START DATASET ENTRIES
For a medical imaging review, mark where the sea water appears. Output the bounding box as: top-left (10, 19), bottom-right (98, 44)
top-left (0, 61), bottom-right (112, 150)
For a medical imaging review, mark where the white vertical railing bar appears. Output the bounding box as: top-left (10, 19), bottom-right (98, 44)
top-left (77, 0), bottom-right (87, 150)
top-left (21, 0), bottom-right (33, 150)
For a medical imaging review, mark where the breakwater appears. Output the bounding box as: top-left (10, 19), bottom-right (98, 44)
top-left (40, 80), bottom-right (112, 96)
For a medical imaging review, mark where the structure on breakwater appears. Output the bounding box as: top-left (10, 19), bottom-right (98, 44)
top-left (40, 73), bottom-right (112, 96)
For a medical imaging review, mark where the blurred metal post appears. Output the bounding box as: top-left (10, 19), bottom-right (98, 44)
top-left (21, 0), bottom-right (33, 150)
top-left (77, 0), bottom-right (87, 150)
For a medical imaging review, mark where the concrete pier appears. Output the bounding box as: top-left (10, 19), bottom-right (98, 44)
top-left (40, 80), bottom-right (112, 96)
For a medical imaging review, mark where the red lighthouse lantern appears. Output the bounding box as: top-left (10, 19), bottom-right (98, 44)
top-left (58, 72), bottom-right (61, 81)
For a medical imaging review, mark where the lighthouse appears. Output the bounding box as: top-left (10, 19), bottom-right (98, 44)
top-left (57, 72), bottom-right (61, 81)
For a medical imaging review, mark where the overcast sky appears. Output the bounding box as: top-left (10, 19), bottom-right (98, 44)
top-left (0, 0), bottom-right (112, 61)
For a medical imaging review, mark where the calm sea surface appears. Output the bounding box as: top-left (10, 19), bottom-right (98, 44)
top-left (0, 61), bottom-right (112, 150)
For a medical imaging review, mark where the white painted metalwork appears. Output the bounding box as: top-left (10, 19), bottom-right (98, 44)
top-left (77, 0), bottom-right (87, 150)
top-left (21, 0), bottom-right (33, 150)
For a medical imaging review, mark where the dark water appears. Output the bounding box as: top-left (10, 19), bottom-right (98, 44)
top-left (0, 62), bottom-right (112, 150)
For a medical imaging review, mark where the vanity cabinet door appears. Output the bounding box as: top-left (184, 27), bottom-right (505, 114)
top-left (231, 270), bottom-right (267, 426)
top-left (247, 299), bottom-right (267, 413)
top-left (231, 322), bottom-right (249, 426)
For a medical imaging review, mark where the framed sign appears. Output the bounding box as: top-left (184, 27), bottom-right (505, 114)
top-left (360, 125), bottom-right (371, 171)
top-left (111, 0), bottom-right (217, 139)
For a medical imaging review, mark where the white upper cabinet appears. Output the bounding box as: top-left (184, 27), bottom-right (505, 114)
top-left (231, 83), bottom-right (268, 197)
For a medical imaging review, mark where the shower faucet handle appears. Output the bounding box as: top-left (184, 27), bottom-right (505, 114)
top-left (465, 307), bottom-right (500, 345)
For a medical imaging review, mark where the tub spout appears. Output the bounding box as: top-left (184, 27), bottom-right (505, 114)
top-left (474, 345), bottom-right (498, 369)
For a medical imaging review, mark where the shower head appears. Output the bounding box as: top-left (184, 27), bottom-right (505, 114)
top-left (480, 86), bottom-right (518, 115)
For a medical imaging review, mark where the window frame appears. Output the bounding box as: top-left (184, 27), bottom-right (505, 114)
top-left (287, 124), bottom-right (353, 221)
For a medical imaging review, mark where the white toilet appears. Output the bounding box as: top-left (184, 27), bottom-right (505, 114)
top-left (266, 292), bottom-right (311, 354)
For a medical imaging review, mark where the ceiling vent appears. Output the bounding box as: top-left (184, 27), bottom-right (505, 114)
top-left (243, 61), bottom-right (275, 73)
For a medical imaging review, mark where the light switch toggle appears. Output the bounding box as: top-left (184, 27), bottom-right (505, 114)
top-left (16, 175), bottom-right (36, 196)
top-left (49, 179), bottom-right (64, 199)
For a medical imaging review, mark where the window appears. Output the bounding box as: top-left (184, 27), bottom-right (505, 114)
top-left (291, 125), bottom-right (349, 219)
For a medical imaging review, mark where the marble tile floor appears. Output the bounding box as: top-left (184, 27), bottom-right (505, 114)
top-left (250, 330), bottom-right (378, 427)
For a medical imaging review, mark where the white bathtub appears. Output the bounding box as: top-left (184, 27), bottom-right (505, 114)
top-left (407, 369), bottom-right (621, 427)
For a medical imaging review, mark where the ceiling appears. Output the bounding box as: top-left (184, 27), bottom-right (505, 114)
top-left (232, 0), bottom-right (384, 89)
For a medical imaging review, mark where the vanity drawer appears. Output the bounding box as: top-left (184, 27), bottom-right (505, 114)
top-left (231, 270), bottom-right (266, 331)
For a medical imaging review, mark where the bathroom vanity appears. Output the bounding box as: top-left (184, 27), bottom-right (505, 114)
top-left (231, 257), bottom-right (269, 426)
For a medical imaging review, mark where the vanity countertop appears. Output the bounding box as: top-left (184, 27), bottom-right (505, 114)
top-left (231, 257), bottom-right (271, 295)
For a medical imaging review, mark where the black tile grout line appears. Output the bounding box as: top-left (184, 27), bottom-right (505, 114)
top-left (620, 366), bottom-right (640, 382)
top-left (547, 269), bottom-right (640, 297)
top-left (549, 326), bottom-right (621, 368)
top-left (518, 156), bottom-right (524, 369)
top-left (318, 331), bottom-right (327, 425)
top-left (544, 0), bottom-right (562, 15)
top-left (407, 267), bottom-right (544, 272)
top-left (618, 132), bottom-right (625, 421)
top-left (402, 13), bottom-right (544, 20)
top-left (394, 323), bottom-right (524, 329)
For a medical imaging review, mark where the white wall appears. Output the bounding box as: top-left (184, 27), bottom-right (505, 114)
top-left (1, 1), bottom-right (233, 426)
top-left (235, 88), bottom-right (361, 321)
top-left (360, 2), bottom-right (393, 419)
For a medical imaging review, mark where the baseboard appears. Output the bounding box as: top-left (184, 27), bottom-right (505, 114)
END DATASET ENTRIES
Repeat all of the records above exactly as they appear.

For a medical imaging review, mark where the sea water appears. Output the bounding box as: top-left (10, 19), bottom-right (98, 44)
top-left (0, 61), bottom-right (112, 150)
For a medical imaging review, mark where the white vertical railing bar appears. Output the bounding box as: top-left (10, 19), bottom-right (98, 44)
top-left (77, 0), bottom-right (87, 150)
top-left (21, 0), bottom-right (33, 150)
For a medical imaging review, mark where the breakwater appears. Output the bounding box as: top-left (10, 19), bottom-right (98, 44)
top-left (40, 80), bottom-right (112, 96)
For a medical imaging review, mark where the structure on breakwater appears. Output the bounding box as: top-left (10, 19), bottom-right (98, 44)
top-left (40, 73), bottom-right (112, 96)
For a medical imaging review, mark where the blurred metal post appears. Output the bounding box as: top-left (10, 19), bottom-right (98, 44)
top-left (21, 0), bottom-right (33, 150)
top-left (77, 0), bottom-right (87, 150)
For a medical imaging review, mark where the concrete pier appears. Output the bounding box as: top-left (10, 19), bottom-right (98, 44)
top-left (40, 80), bottom-right (112, 96)
For a medical imaging review, mark where the red lighthouse lantern appears. Output the bounding box as: top-left (10, 19), bottom-right (98, 44)
top-left (58, 72), bottom-right (61, 81)
For a medical imaging review, mark where the lighthouse appears. Output the bounding box as: top-left (10, 19), bottom-right (98, 44)
top-left (57, 72), bottom-right (61, 81)
For a medical imaging review, mark where the overcast sky appears. Output the bounding box as: top-left (10, 19), bottom-right (98, 44)
top-left (0, 0), bottom-right (112, 61)
For a medical imaging review, mark where the calm sea surface appears. Output the bounding box as: top-left (10, 19), bottom-right (98, 44)
top-left (0, 61), bottom-right (112, 150)
For a medical imaging review, mark where the white painted metalwork appears. Output the bounding box as: top-left (10, 19), bottom-right (98, 44)
top-left (77, 0), bottom-right (87, 150)
top-left (21, 0), bottom-right (33, 150)
For a medical imaging review, mark where the dark water appears. Output the bounding box as: top-left (10, 19), bottom-right (98, 44)
top-left (0, 62), bottom-right (112, 150)
For a medical imaging review, mark where the vanity cabinet door appears. Output the bounding box as: top-left (184, 27), bottom-right (505, 114)
top-left (231, 270), bottom-right (267, 426)
top-left (247, 299), bottom-right (267, 413)
top-left (231, 322), bottom-right (249, 426)
For a medical imaging review, mark where the framed sign appears. Output the bounding box as: top-left (184, 27), bottom-right (505, 114)
top-left (360, 125), bottom-right (371, 171)
top-left (111, 0), bottom-right (217, 139)
For a medical imaging review, mark where the white upper cabinet appears. Output the bounding box as: top-left (184, 27), bottom-right (505, 114)
top-left (231, 83), bottom-right (268, 197)
For a medical imaging review, mark where the shower faucet handle appears. Output the bounding box as: top-left (184, 27), bottom-right (505, 114)
top-left (465, 307), bottom-right (500, 345)
For a medical imaging review, mark where the tub spout appears. Output the bounding box as: top-left (184, 27), bottom-right (505, 114)
top-left (474, 345), bottom-right (498, 369)
For a medical imaging review, mark where the shower head appears. Output the bounding box as: top-left (184, 27), bottom-right (505, 114)
top-left (480, 86), bottom-right (518, 115)
For a medical imaging review, mark where the window frame appears. Output the bounding box as: top-left (184, 27), bottom-right (505, 114)
top-left (287, 124), bottom-right (353, 221)
For a medical imaging review, mark where the white toilet appears. Output the bounding box as: top-left (184, 27), bottom-right (505, 114)
top-left (266, 292), bottom-right (311, 354)
For a medical imaging review, mark where the ceiling vent appears. Output the bounding box as: top-left (184, 27), bottom-right (505, 114)
top-left (243, 61), bottom-right (275, 73)
For a medical imaging review, mark where the light switch toggle appears. Output the bounding box as: top-left (184, 27), bottom-right (505, 114)
top-left (16, 175), bottom-right (36, 196)
top-left (49, 179), bottom-right (64, 199)
For a medical imaging review, mark where the window appears. Output the bounding box as: top-left (184, 27), bottom-right (505, 114)
top-left (291, 125), bottom-right (349, 219)
For a medical imaging review, mark where the marble tile floor appears. Output the bounding box as: top-left (184, 27), bottom-right (505, 114)
top-left (250, 330), bottom-right (378, 427)
For a medical imaging review, mark where the white bathtub appears. Output the bounding box as: top-left (184, 27), bottom-right (505, 114)
top-left (407, 369), bottom-right (621, 427)
For a medical imaging review, mark where the ceiling appears. Output the bounding box as: top-left (184, 27), bottom-right (505, 114)
top-left (232, 0), bottom-right (384, 89)
For a medical imaging review, mark where the vanity drawer appears. Output the bounding box as: top-left (184, 27), bottom-right (505, 114)
top-left (231, 270), bottom-right (266, 331)
For a medical imaging review, mark where the bathroom vanity appears. Output the bounding box as: top-left (184, 27), bottom-right (505, 114)
top-left (231, 257), bottom-right (269, 426)
For a medical imaging review, mark where the vanity countertop appears. Output the bounding box as: top-left (184, 27), bottom-right (505, 114)
top-left (231, 257), bottom-right (271, 295)
For a medical imaging review, mark where the black tile grout line appears. Output the bounding box as: top-left (184, 27), bottom-right (505, 114)
top-left (620, 366), bottom-right (640, 382)
top-left (547, 269), bottom-right (640, 297)
top-left (549, 326), bottom-right (621, 368)
top-left (518, 156), bottom-right (524, 369)
top-left (318, 331), bottom-right (327, 425)
top-left (544, 0), bottom-right (562, 15)
top-left (407, 267), bottom-right (544, 272)
top-left (618, 132), bottom-right (625, 421)
top-left (402, 13), bottom-right (544, 20)
top-left (394, 323), bottom-right (524, 329)
For a medical imaging review, mark where the white wall appears. Output the bounding box as: top-left (184, 27), bottom-right (505, 114)
top-left (1, 1), bottom-right (233, 426)
top-left (235, 88), bottom-right (361, 321)
top-left (360, 2), bottom-right (393, 419)
For a medical imaging review, mark where the baseboard appears. Output the bounding box as: top-left (184, 27), bottom-right (505, 114)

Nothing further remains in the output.